**DATA SHOWN**:
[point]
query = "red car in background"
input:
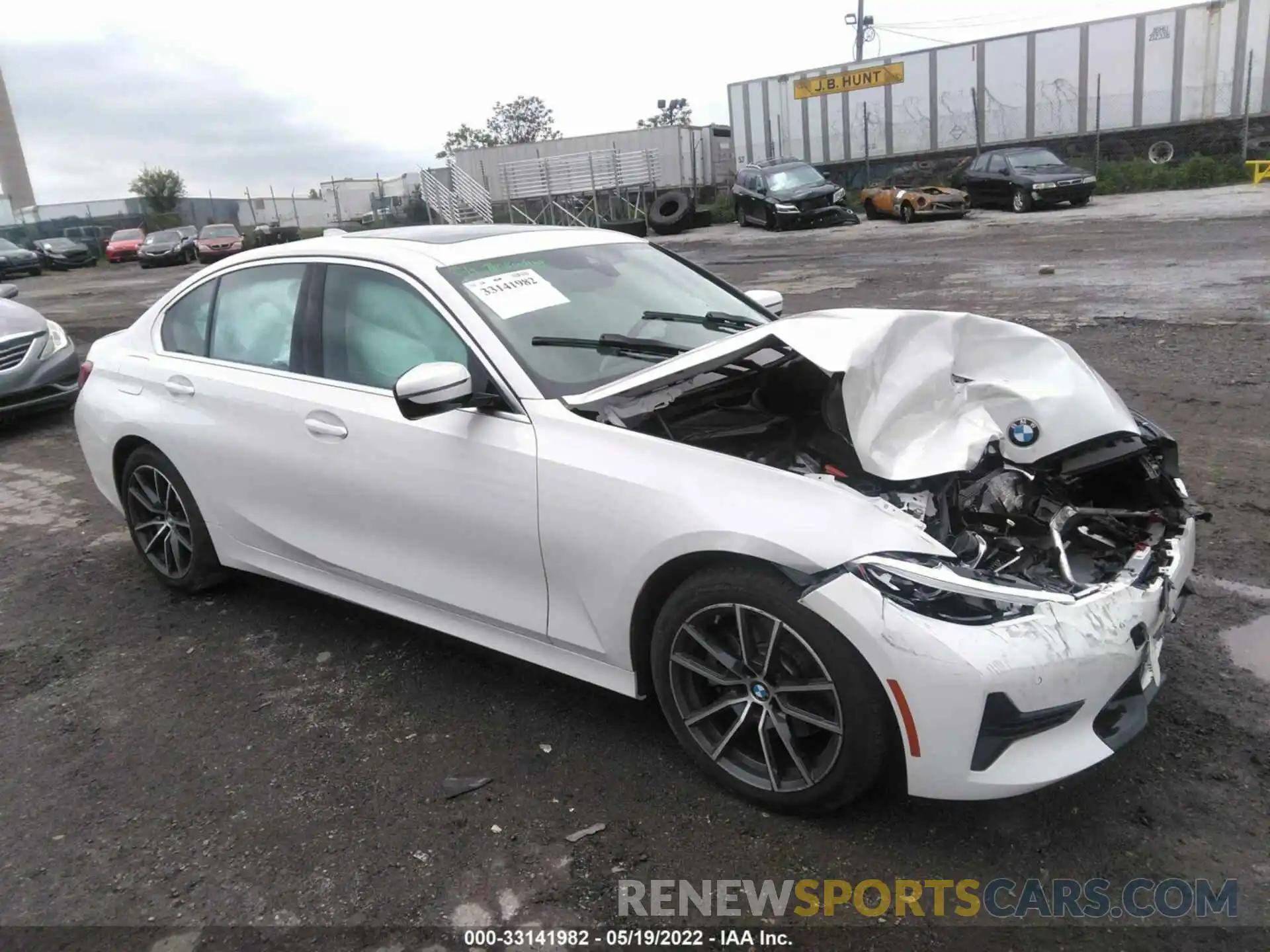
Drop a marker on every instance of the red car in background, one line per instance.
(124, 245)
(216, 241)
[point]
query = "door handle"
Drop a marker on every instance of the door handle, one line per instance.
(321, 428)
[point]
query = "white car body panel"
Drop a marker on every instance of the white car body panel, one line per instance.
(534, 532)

---

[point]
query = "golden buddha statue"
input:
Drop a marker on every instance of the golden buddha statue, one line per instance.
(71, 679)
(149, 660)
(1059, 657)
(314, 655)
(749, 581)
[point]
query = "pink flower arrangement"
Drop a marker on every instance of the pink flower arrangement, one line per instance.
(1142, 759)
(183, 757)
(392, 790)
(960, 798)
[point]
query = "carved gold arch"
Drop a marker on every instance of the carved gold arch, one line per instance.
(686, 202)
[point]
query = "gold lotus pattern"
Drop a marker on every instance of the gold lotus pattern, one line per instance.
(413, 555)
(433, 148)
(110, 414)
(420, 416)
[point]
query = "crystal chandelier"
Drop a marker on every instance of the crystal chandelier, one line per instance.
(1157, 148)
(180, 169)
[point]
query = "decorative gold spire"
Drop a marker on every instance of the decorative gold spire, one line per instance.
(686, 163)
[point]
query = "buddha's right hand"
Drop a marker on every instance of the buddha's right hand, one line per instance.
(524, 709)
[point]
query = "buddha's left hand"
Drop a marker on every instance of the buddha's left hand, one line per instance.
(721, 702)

==

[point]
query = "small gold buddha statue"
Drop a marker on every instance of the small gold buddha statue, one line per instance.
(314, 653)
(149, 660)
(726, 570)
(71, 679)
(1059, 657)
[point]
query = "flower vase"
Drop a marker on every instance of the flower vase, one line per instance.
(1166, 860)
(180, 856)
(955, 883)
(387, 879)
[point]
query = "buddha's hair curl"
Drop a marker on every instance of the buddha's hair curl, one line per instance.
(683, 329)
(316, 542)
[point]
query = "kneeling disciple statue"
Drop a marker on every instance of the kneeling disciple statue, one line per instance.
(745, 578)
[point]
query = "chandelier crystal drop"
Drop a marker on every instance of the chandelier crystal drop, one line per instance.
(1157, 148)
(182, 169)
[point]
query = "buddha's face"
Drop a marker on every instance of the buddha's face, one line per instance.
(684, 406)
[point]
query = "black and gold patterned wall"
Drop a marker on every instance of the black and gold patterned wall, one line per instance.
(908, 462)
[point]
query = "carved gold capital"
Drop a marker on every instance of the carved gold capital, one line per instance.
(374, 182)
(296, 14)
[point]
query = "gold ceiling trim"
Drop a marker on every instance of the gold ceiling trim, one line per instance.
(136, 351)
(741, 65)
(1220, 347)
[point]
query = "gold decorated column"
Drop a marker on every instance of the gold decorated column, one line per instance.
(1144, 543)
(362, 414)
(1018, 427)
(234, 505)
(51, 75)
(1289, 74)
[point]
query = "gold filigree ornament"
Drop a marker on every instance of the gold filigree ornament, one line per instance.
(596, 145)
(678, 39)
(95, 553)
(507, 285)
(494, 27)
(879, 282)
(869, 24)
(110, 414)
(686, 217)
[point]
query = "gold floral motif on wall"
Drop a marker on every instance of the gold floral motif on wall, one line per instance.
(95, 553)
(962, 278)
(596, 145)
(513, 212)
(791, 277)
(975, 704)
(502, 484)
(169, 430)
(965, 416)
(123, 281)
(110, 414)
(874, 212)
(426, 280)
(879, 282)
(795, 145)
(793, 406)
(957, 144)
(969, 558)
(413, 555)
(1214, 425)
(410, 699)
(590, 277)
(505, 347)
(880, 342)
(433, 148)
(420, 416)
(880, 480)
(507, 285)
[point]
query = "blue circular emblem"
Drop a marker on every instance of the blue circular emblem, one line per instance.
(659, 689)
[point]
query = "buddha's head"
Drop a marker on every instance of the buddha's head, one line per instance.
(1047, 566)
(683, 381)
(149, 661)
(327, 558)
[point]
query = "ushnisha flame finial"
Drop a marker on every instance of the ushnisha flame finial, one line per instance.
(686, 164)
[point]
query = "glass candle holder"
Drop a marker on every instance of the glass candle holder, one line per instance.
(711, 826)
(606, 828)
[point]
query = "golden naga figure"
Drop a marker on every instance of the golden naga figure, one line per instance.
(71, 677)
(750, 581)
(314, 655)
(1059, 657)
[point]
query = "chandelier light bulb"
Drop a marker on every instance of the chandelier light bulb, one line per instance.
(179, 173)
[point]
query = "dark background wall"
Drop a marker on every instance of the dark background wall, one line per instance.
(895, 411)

**TASK GOAL**:
Pull out each line of the data above that contains the word "decorative", and copy those lines unchanged.

**TASK RESULT**:
query = "decorative gold spire"
Drop a marker on every instance of the decorative gold spire, one line per instance.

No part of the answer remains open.